SOURCE DOCUMENT:
In recent years, an increasing number of dancers have started to perform in alternative spaces—from museums and coffee shops to galleries and outdoor plazas—as a way of giving their performances a different texture and context. Dancers Sudhee Liao and Chan Wai-lok are keen explorers of such unconventional settings, and have been involved in various alternative space dance productions. For them, using these unconventional venues signifies a bold attempt to subvert the meticulously artificial design and controlled environment that are characteristic of traditional stage performances.


Imbuing Artworks with Different Textures


Compared to the high costs and long waiting times involved in renting professional theatre venues, the affordability and flexibility of using alternative spaces is a major draw for Liao. In addition, she finds that the varying textures of these spaces often become a source of inspiration to her. “I prefer doing performances in galleries or other types of venues to conventional theatres, because I like to have more things to play with,” she explains. “Stage performances are often highly predictable and tightly controlled—you know what is going to happen when, it’s more or less set in stone. Whereas in alternative spaces, I get access to more materials to incorporate into the creative process.”

GOALS:
1) In the passage on dance in alternative spaces, what draws Liao away from renting professional theatre venues?
2) Carry the passage on dance in alternative spaces forward from its last sentence.
The lines that come next play no part here.

EXCERPTED RECORDS:
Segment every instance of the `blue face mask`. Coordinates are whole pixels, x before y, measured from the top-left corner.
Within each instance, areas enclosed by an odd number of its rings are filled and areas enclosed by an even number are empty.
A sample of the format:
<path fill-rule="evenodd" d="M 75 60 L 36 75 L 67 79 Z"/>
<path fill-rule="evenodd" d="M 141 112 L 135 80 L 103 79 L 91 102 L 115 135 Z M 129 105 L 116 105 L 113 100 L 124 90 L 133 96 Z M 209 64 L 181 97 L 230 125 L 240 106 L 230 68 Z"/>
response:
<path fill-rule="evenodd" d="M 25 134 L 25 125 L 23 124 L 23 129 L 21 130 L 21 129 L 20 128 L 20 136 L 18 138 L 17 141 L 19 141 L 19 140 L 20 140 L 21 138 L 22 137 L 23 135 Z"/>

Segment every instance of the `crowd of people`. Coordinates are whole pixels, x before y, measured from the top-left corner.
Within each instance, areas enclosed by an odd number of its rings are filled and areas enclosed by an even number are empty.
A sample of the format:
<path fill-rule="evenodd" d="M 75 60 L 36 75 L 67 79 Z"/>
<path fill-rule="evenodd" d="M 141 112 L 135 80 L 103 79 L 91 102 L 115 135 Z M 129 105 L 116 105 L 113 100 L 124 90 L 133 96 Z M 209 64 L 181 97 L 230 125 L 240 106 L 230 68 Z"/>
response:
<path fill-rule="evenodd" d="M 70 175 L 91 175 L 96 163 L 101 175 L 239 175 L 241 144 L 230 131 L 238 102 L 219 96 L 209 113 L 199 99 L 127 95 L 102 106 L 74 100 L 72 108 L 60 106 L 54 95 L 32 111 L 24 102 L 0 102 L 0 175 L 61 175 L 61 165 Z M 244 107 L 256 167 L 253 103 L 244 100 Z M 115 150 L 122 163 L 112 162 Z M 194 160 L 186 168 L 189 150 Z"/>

TASK-BY-TASK ANSWERS:
1) Their high costs and long waiting times.

2)
Liao recalls the first-ever outdoor performance she did, which took place in a long-vacant space inside an industrial building in Tai Kok Tsui. The location was not disclosed to the audience prior to the show. Instead, they were instructed to gather at a meeting point and were led to the building; they then had to climb up flights of stairs before entering the bare-boned space. It was a much more immersive journey compared to the traditional performance viewing experience. “The place had remained vacant for a long time. There were no people, no electricity, and a lot of filth! We had to clean it before we could do anything else in it—it was really dusty,” she laughs. As the small audience was introduced into the room, breathing the same air as the performers, an intimacy and a sense of “uncontrollability” permeated this atypical performance space. As for the performers, they needed to react to the unpredictable circumstances and adapt their pre-rehearsed movements to the actual environment through improvisation. For the audience, it was also an unfamiliar experience—Liao said that some spectators felt a little awkward and even baffled because they were not sure where to stand or how much distance to keep between them and the dancers.


「寂寞更衣室2」The Lonesome Changing Room 2/攝Photo:Chan Wai-lap(照片由陳偉洛提供 Photo provided by Chan Wai-lok)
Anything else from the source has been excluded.